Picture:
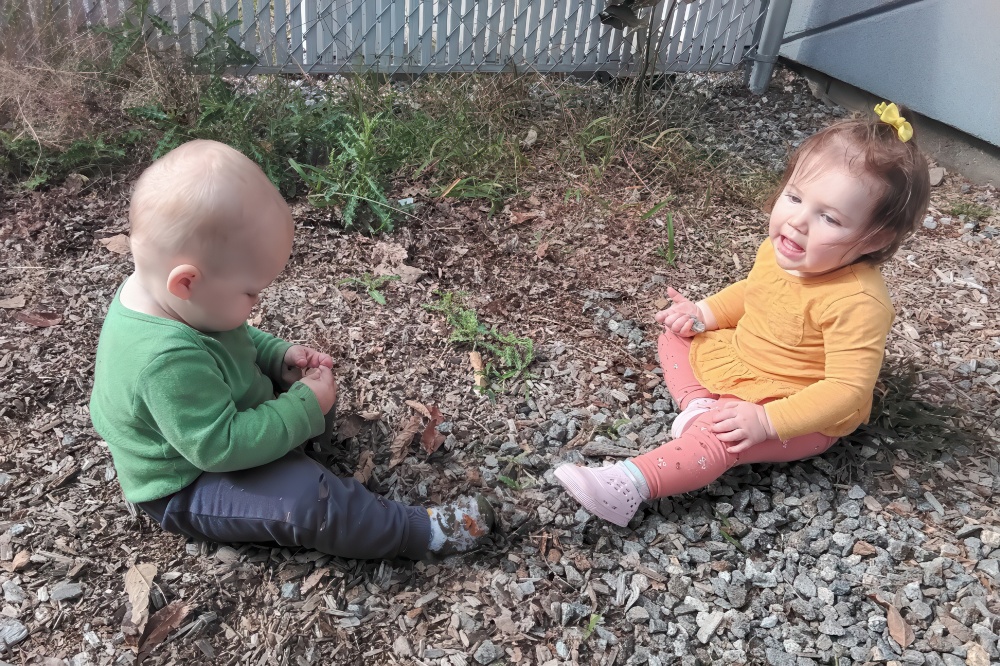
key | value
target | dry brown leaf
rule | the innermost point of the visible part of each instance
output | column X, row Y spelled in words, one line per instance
column 39, row 319
column 350, row 426
column 476, row 360
column 872, row 504
column 407, row 274
column 898, row 627
column 521, row 218
column 366, row 465
column 431, row 440
column 864, row 549
column 12, row 303
column 160, row 625
column 18, row 562
column 388, row 253
column 401, row 442
column 420, row 407
column 138, row 583
column 977, row 656
column 118, row 244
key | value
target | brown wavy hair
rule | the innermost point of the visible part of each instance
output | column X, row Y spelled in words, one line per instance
column 898, row 167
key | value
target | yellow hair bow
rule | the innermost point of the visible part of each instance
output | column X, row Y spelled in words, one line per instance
column 889, row 114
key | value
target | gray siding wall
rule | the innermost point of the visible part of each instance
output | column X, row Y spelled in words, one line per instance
column 939, row 57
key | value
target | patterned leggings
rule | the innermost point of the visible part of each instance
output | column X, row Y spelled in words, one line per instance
column 697, row 457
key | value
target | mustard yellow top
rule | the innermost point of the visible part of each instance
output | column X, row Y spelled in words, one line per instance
column 813, row 345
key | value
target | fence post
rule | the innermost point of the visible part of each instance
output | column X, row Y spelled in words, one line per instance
column 766, row 53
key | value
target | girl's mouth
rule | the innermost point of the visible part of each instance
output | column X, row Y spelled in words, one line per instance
column 790, row 247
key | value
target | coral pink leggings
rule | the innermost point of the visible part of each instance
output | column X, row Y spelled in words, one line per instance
column 697, row 457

════════

» Work instruction: With "brown" as the string to match, show every line of the entries above that has it.

» Answer space:
target | dry brown leaf
target | brown wavy hair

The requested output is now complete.